__Data extracted from a collection__
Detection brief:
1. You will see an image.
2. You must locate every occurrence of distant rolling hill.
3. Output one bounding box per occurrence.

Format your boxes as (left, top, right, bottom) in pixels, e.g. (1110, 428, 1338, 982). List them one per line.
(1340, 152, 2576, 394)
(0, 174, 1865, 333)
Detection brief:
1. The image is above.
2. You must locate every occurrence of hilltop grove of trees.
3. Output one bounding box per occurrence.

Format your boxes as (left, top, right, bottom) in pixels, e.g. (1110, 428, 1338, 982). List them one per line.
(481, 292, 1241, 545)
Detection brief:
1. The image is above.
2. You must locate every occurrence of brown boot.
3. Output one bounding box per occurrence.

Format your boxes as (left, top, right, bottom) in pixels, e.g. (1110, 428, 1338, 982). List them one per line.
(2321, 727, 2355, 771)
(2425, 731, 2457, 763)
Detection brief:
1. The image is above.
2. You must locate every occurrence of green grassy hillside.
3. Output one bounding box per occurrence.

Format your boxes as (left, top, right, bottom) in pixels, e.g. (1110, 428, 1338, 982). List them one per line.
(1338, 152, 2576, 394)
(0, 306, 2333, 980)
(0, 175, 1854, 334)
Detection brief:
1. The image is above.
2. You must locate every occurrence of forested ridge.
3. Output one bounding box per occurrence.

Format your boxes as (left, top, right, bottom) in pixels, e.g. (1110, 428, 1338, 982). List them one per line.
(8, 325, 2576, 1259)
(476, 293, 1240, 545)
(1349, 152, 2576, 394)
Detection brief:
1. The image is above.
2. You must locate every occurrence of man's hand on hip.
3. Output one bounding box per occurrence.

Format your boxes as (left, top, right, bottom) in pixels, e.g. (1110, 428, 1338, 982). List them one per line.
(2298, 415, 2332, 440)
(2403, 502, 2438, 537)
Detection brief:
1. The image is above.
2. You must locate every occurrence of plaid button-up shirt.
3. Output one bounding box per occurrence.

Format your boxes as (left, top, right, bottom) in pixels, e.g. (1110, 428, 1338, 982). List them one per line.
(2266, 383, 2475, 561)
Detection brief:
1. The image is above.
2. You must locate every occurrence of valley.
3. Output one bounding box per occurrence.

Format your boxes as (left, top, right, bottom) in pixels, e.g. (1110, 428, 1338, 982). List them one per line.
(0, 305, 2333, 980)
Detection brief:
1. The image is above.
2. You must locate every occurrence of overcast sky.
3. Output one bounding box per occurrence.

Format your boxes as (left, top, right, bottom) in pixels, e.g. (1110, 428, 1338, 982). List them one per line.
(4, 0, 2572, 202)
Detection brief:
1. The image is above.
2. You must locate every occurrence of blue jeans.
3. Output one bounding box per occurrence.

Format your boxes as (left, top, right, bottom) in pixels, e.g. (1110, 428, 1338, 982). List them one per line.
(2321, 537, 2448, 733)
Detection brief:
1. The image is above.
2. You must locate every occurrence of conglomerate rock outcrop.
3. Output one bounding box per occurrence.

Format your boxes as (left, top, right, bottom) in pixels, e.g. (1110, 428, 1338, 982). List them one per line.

__THE TASK__
The records above must be repeated exactly, in their entirety.

__EXERCISE SOLUTION__
Detection brief:
1. You will see an image.
2. You must locate every occurrence of distant rolling hill.
3. Output one bounding box per occurrence.

Format your boxes as (left, top, right, bottom) in pixels, e.g. (1110, 428, 1338, 982). List them one per line.
(1340, 152, 2576, 394)
(0, 174, 1865, 333)
Detection brief:
1. The image is above.
2. You must locate every occurrence of hilltop grove of trees.
3. Output one bounding box per occurrence.

Format your boxes as (left, top, right, bottom) in pixels, e.g. (1110, 428, 1338, 982). List them one per line.
(481, 292, 1241, 545)
Detection brief:
1. The image is above.
2. You must locate every occurrence of brown boot.
3. Output one bounding box per occurrence.

Format your boxes as (left, top, right, bottom) in pixels, e.g. (1110, 428, 1338, 982). List them one per line.
(2321, 727, 2355, 771)
(2425, 731, 2457, 763)
Detection brief:
1. The image is above.
2. You must locate every occurrence of green grassy hillside.
3. Output one bounding box per occurrence.

Format your boxes as (left, top, right, bottom) in pixels, e.g. (1110, 428, 1338, 982). List them one per line.
(1338, 152, 2576, 394)
(0, 306, 2333, 980)
(0, 175, 1854, 334)
Detection brief:
1. The image is above.
2. You must locate every occurrence of forested ridge.
3. Output one bounding box per occurrence.

Format your boxes as (left, top, right, bottom) in pixels, e.g. (1110, 428, 1338, 982). List them one per line.
(8, 325, 2576, 1259)
(476, 293, 1240, 545)
(1349, 152, 2576, 394)
Detection brief:
1. The image is above.
2. You must locate every occurrence of man's hand on hip.
3. Output one bounding box per occurrence.

Format your boxes as (left, top, right, bottom) in pixels, e.g. (1110, 428, 1338, 982). List them one per line.
(2298, 415, 2332, 440)
(2403, 502, 2438, 537)
Detection brief:
1. The image is above.
2. You must locate every occurrence of plaid button-up shirt.
3. Output one bounding box per occurrence.

Format your boxes as (left, top, right, bottom) in pixels, e.g. (1110, 428, 1338, 982). List them one per line.
(2266, 383, 2475, 561)
Detection brief:
1. The image is above.
2. You must locate every occurrence of valley.
3. Output one bounding box per occurrence.

Format your boxes as (left, top, right, bottom) in pixels, e.g. (1110, 428, 1338, 982). List them one per line.
(0, 305, 2333, 980)
Detection brief:
1. The image is above.
2. You must locate every occurrence of overcast sky.
3. Output one bounding box per occurrence.

Format your boxes as (left, top, right, bottom) in pixels, e.g. (1110, 428, 1338, 982). List them one per line.
(4, 0, 2572, 202)
Detection brief:
1. The image is above.
2. You must locate every occurrence of blue jeans.
3. Output one bounding box per occurrence.

Format your boxes as (left, top, right, bottom) in pixels, e.g. (1110, 428, 1338, 982). List them one per line.
(2321, 537, 2448, 733)
Detection brief:
1. The image is above.
2. You must locate every occurrence of conglomerate rock outcrop.
3. Output one bounding box per occurrence.

Format your boxes as (left, top, right, bottom) in pixels, e.g. (1110, 428, 1338, 982). List them one per line.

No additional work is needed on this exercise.